◆ Short problem ◆
Below are records; reproduce exactly the lines from the one containing "If you could point to the sock" through the end, both included, and only those.

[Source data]
◆ ◆ ◆ ◆ ◆

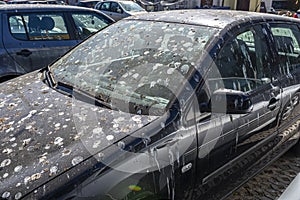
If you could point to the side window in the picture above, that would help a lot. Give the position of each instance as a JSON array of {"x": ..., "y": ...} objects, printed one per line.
[
  {"x": 287, "y": 39},
  {"x": 243, "y": 64},
  {"x": 89, "y": 23},
  {"x": 38, "y": 27},
  {"x": 114, "y": 7},
  {"x": 17, "y": 27},
  {"x": 104, "y": 6}
]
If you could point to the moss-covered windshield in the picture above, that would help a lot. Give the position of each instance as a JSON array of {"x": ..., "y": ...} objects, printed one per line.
[{"x": 135, "y": 66}]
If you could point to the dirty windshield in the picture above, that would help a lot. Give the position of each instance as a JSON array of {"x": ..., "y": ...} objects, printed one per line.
[{"x": 135, "y": 66}]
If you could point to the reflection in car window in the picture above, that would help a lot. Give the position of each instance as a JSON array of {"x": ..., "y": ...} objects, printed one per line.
[
  {"x": 114, "y": 7},
  {"x": 38, "y": 27},
  {"x": 241, "y": 63},
  {"x": 104, "y": 6},
  {"x": 88, "y": 24},
  {"x": 287, "y": 39},
  {"x": 141, "y": 63},
  {"x": 131, "y": 6}
]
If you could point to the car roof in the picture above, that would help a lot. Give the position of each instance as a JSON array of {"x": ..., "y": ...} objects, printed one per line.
[
  {"x": 209, "y": 17},
  {"x": 41, "y": 7}
]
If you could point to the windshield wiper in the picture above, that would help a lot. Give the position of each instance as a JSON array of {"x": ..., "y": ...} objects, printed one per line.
[{"x": 49, "y": 77}]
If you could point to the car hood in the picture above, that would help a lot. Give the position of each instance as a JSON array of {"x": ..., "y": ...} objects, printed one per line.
[{"x": 45, "y": 133}]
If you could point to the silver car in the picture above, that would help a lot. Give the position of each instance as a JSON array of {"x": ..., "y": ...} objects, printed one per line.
[{"x": 118, "y": 9}]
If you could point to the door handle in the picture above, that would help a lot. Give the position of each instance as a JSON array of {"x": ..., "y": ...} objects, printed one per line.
[
  {"x": 273, "y": 103},
  {"x": 275, "y": 91},
  {"x": 167, "y": 142},
  {"x": 24, "y": 52}
]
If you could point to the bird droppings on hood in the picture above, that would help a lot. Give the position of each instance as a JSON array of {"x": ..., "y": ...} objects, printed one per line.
[
  {"x": 77, "y": 160},
  {"x": 45, "y": 133}
]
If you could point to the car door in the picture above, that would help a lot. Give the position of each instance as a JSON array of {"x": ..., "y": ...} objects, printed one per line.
[
  {"x": 34, "y": 40},
  {"x": 286, "y": 42},
  {"x": 229, "y": 143}
]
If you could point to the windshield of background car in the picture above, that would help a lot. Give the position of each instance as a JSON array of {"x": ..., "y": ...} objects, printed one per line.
[
  {"x": 131, "y": 7},
  {"x": 135, "y": 66}
]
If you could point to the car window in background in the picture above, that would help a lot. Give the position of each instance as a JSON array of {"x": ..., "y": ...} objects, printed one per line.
[
  {"x": 114, "y": 7},
  {"x": 104, "y": 6},
  {"x": 287, "y": 44},
  {"x": 88, "y": 23},
  {"x": 147, "y": 72},
  {"x": 38, "y": 27},
  {"x": 131, "y": 6},
  {"x": 242, "y": 63}
]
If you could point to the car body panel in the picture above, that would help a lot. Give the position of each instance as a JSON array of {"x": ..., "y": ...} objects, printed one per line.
[{"x": 56, "y": 141}]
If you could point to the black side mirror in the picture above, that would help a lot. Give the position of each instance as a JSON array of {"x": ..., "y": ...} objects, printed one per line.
[{"x": 228, "y": 101}]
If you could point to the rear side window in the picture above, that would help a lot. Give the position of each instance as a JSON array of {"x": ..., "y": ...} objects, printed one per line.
[
  {"x": 243, "y": 64},
  {"x": 89, "y": 23},
  {"x": 38, "y": 26},
  {"x": 287, "y": 40}
]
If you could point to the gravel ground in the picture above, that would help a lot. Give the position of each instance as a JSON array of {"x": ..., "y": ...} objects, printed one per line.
[{"x": 271, "y": 182}]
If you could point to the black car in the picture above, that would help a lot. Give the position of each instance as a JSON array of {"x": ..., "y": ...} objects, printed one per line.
[
  {"x": 169, "y": 105},
  {"x": 88, "y": 3},
  {"x": 33, "y": 36}
]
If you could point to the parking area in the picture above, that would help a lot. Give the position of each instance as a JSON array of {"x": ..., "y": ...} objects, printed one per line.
[{"x": 271, "y": 182}]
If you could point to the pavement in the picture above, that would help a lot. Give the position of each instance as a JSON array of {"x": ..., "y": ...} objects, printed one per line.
[{"x": 272, "y": 181}]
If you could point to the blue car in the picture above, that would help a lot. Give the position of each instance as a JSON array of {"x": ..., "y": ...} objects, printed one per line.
[{"x": 33, "y": 36}]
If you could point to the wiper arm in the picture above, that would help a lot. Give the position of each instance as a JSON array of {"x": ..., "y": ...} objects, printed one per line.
[
  {"x": 81, "y": 95},
  {"x": 49, "y": 77}
]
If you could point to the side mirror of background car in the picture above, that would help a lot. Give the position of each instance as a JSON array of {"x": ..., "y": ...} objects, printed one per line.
[{"x": 228, "y": 101}]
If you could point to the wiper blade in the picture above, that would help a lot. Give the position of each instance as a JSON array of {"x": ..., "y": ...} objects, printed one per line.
[{"x": 81, "y": 95}]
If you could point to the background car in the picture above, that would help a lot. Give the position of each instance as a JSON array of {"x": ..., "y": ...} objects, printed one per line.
[
  {"x": 33, "y": 36},
  {"x": 168, "y": 105},
  {"x": 119, "y": 9},
  {"x": 88, "y": 3}
]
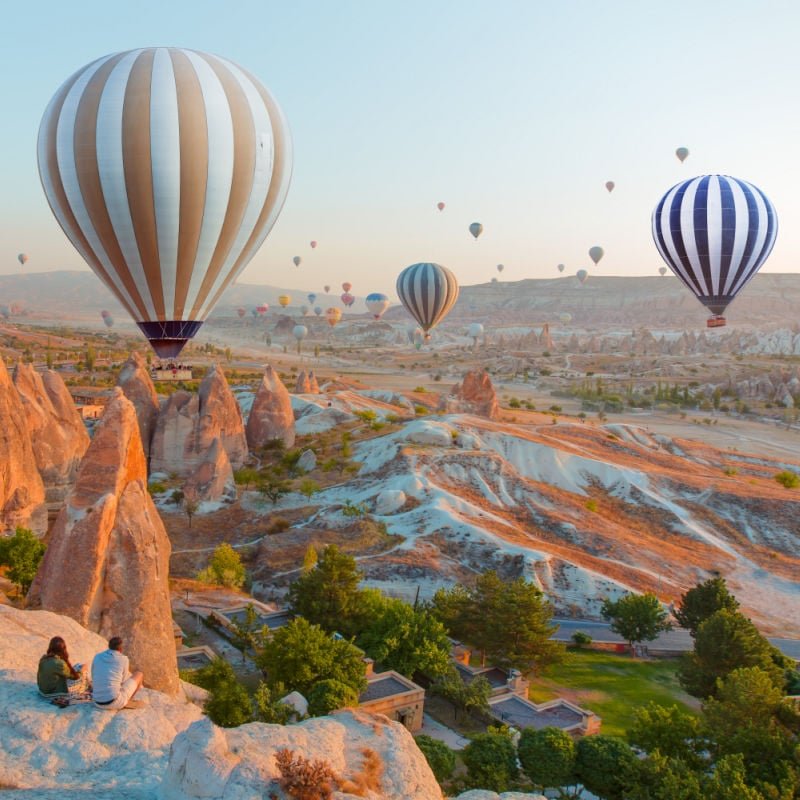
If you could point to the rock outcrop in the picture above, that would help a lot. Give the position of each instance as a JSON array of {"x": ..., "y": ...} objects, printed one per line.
[
  {"x": 57, "y": 432},
  {"x": 271, "y": 416},
  {"x": 212, "y": 481},
  {"x": 188, "y": 424},
  {"x": 22, "y": 494},
  {"x": 134, "y": 380},
  {"x": 474, "y": 395},
  {"x": 108, "y": 560}
]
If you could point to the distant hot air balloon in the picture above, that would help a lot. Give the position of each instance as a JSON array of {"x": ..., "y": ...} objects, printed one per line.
[
  {"x": 714, "y": 232},
  {"x": 377, "y": 304},
  {"x": 166, "y": 168},
  {"x": 428, "y": 292}
]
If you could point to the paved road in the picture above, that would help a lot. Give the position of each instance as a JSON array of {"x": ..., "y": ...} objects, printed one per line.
[{"x": 678, "y": 639}]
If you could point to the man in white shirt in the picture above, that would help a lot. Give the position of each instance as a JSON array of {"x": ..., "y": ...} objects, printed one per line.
[{"x": 113, "y": 686}]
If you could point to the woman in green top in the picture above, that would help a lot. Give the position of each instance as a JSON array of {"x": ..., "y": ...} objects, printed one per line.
[{"x": 56, "y": 675}]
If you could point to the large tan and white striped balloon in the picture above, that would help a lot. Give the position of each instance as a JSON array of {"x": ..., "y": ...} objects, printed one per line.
[{"x": 166, "y": 168}]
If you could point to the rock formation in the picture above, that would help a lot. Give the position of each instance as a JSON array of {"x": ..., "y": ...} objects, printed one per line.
[
  {"x": 188, "y": 424},
  {"x": 212, "y": 481},
  {"x": 22, "y": 495},
  {"x": 474, "y": 395},
  {"x": 108, "y": 560},
  {"x": 271, "y": 416},
  {"x": 58, "y": 435},
  {"x": 134, "y": 380}
]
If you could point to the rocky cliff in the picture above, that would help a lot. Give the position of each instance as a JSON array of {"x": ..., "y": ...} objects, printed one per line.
[{"x": 107, "y": 564}]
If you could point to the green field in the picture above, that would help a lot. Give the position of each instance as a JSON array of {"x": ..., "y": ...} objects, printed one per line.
[{"x": 613, "y": 686}]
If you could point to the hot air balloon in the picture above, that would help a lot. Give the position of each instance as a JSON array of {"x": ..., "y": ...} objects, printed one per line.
[
  {"x": 714, "y": 232},
  {"x": 428, "y": 291},
  {"x": 596, "y": 253},
  {"x": 377, "y": 304},
  {"x": 166, "y": 168}
]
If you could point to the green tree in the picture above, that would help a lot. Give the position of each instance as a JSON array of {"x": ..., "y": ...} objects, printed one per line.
[
  {"x": 705, "y": 599},
  {"x": 636, "y": 617},
  {"x": 225, "y": 568},
  {"x": 407, "y": 640},
  {"x": 547, "y": 756},
  {"x": 328, "y": 595},
  {"x": 301, "y": 654},
  {"x": 21, "y": 554},
  {"x": 441, "y": 759},
  {"x": 329, "y": 695},
  {"x": 491, "y": 761}
]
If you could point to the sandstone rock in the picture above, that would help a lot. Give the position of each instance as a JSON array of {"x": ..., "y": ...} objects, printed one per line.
[
  {"x": 134, "y": 380},
  {"x": 79, "y": 751},
  {"x": 271, "y": 416},
  {"x": 474, "y": 395},
  {"x": 58, "y": 435},
  {"x": 212, "y": 481},
  {"x": 307, "y": 461},
  {"x": 108, "y": 560},
  {"x": 240, "y": 762},
  {"x": 22, "y": 494}
]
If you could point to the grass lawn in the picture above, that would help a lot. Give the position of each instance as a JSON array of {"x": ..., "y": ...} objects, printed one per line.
[{"x": 613, "y": 686}]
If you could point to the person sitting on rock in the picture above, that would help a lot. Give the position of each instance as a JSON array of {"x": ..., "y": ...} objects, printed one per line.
[
  {"x": 114, "y": 686},
  {"x": 56, "y": 677}
]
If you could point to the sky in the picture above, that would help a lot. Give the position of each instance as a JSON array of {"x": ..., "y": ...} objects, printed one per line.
[{"x": 513, "y": 113}]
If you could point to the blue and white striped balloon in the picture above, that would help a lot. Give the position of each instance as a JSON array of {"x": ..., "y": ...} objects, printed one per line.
[
  {"x": 714, "y": 232},
  {"x": 428, "y": 291}
]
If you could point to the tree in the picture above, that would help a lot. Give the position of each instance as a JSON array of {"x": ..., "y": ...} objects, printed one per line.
[
  {"x": 21, "y": 554},
  {"x": 328, "y": 595},
  {"x": 224, "y": 568},
  {"x": 636, "y": 617},
  {"x": 441, "y": 759},
  {"x": 491, "y": 761},
  {"x": 329, "y": 695},
  {"x": 407, "y": 640},
  {"x": 547, "y": 756},
  {"x": 300, "y": 655},
  {"x": 705, "y": 599}
]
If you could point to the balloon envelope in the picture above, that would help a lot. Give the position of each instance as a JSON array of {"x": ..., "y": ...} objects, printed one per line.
[
  {"x": 714, "y": 232},
  {"x": 166, "y": 168},
  {"x": 428, "y": 291}
]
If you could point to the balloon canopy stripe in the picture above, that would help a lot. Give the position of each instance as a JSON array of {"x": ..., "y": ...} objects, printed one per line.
[{"x": 714, "y": 232}]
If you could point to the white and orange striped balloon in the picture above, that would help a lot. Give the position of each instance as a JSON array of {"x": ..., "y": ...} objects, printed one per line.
[{"x": 166, "y": 168}]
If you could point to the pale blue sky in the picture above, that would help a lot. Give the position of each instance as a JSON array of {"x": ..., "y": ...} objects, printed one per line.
[{"x": 513, "y": 113}]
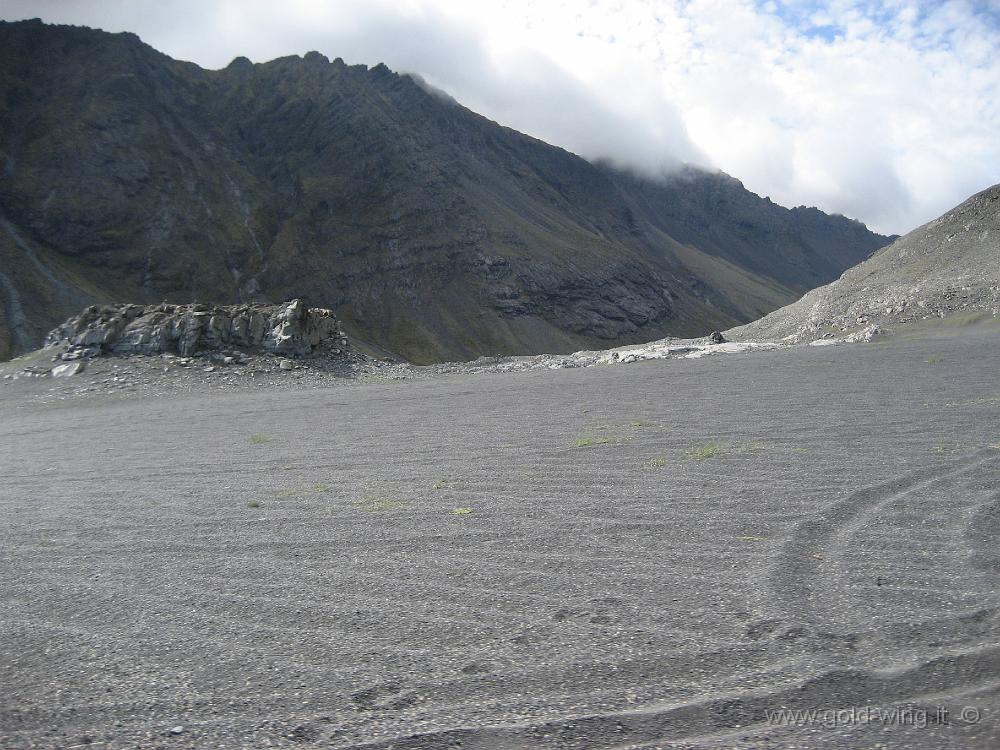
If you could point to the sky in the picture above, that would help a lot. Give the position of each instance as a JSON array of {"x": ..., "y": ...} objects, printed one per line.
[{"x": 887, "y": 112}]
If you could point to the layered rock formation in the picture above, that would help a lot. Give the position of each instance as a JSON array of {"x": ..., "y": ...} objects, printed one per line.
[
  {"x": 433, "y": 232},
  {"x": 291, "y": 329}
]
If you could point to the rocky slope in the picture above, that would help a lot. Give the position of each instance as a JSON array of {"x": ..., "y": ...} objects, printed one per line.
[
  {"x": 431, "y": 231},
  {"x": 946, "y": 269}
]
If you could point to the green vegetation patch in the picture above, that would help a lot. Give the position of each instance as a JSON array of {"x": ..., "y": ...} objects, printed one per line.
[{"x": 712, "y": 449}]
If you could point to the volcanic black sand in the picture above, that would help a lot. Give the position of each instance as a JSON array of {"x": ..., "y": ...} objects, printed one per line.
[{"x": 646, "y": 555}]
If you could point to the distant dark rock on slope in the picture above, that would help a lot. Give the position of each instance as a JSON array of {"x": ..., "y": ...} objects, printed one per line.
[
  {"x": 291, "y": 328},
  {"x": 433, "y": 232},
  {"x": 946, "y": 268}
]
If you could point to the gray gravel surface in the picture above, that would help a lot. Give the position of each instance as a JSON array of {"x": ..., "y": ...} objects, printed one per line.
[{"x": 650, "y": 555}]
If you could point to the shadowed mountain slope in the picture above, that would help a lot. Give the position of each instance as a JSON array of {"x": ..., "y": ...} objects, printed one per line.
[
  {"x": 948, "y": 269},
  {"x": 433, "y": 232}
]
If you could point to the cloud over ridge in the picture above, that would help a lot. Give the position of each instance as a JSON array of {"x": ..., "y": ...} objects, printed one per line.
[{"x": 884, "y": 111}]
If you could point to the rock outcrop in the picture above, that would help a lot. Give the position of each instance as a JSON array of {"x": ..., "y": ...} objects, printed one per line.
[
  {"x": 434, "y": 232},
  {"x": 290, "y": 329}
]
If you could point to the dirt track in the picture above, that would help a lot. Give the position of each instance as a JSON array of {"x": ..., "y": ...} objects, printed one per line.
[{"x": 649, "y": 555}]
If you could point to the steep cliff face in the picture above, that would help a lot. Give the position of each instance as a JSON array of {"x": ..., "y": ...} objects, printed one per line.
[{"x": 433, "y": 232}]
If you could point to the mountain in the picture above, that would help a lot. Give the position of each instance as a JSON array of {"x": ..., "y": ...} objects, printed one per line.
[
  {"x": 948, "y": 269},
  {"x": 433, "y": 232}
]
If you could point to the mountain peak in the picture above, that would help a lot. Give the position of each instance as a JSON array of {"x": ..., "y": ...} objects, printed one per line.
[{"x": 432, "y": 231}]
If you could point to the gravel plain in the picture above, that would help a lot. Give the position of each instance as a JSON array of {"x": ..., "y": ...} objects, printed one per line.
[{"x": 659, "y": 554}]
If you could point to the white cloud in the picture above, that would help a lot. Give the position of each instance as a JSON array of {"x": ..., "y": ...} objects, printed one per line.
[{"x": 886, "y": 111}]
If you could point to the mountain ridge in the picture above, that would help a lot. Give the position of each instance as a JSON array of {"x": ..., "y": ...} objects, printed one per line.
[
  {"x": 946, "y": 269},
  {"x": 434, "y": 232}
]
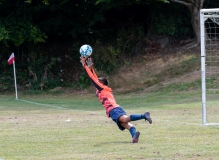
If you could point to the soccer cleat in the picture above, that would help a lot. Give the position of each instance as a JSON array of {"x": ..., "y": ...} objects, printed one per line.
[
  {"x": 135, "y": 137},
  {"x": 147, "y": 117}
]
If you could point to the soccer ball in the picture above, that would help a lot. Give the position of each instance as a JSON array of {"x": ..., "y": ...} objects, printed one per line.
[{"x": 85, "y": 50}]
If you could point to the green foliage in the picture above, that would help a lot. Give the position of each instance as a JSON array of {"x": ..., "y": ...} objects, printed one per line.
[{"x": 173, "y": 25}]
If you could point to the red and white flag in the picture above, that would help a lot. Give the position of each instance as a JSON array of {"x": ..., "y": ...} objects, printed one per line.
[{"x": 11, "y": 59}]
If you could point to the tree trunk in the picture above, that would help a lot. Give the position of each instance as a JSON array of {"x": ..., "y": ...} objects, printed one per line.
[{"x": 194, "y": 7}]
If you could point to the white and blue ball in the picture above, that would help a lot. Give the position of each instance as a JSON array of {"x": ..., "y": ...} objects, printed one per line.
[{"x": 85, "y": 50}]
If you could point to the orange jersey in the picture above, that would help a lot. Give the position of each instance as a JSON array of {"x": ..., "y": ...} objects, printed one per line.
[{"x": 104, "y": 93}]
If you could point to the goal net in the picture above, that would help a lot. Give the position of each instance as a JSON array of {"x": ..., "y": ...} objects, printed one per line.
[{"x": 209, "y": 23}]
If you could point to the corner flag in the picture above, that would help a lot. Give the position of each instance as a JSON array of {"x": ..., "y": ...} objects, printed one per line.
[{"x": 11, "y": 59}]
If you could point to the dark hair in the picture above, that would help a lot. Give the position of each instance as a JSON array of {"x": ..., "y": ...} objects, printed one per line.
[{"x": 103, "y": 80}]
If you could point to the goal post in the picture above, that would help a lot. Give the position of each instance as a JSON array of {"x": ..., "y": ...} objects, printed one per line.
[{"x": 209, "y": 28}]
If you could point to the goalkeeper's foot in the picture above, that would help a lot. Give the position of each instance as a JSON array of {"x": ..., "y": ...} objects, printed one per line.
[
  {"x": 135, "y": 137},
  {"x": 147, "y": 117}
]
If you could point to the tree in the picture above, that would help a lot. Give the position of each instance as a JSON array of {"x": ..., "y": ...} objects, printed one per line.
[{"x": 194, "y": 7}]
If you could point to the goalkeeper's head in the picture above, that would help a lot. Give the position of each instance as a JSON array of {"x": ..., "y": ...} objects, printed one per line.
[{"x": 103, "y": 80}]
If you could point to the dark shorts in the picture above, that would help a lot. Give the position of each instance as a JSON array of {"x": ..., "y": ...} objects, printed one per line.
[{"x": 115, "y": 114}]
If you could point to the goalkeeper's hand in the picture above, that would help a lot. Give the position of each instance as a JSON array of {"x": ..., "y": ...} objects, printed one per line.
[
  {"x": 83, "y": 60},
  {"x": 89, "y": 63}
]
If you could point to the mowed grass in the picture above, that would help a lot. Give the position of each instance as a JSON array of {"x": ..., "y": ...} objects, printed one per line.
[{"x": 72, "y": 126}]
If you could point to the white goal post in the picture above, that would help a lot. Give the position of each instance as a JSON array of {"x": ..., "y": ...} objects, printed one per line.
[{"x": 209, "y": 27}]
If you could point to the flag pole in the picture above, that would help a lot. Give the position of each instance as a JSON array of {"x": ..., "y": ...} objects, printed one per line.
[{"x": 15, "y": 83}]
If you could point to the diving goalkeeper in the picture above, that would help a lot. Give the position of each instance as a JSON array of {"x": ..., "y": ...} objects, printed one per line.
[{"x": 113, "y": 110}]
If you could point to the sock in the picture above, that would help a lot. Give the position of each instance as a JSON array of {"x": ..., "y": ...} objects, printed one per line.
[
  {"x": 132, "y": 131},
  {"x": 135, "y": 117}
]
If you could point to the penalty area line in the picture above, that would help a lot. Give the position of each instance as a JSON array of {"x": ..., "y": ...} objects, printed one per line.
[{"x": 57, "y": 107}]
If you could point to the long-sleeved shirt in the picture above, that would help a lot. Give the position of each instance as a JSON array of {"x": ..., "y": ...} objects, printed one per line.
[{"x": 103, "y": 92}]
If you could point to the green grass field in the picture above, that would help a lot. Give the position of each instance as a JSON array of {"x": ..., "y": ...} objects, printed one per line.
[{"x": 75, "y": 127}]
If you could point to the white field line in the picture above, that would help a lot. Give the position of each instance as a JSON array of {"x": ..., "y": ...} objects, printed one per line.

◆ ◆ ◆ ◆ ◆

◆ Solution for this problem ◆
If you could point to the sock in the picture above, that would help a lot. Give the position of each instance as a JSON array of {"x": ..., "y": ...} objects, printed one per line.
[
  {"x": 132, "y": 131},
  {"x": 135, "y": 117}
]
If you could point to the penalty area line in the picture above, that would help a lot. Give the position of each instance as a JSON array of {"x": ..., "y": ...} objects, printed one per line.
[{"x": 57, "y": 107}]
If you could point to the long-sleeved shirt in the picture above, that would help a lot. Give the position of each instance as a JSON array of {"x": ..., "y": ...} objects, printed one per line.
[{"x": 103, "y": 92}]
If you could point to the green grass field in the picture above, that would help a lot. Give the position of each instance as a JSON array of {"x": ..., "y": ...} objects, printed one per line.
[{"x": 75, "y": 127}]
If you could point to the white field line in the picture above, that would help a lot. Give the position of each instance as a JSON array of {"x": ..., "y": ...} objects, printed one per line.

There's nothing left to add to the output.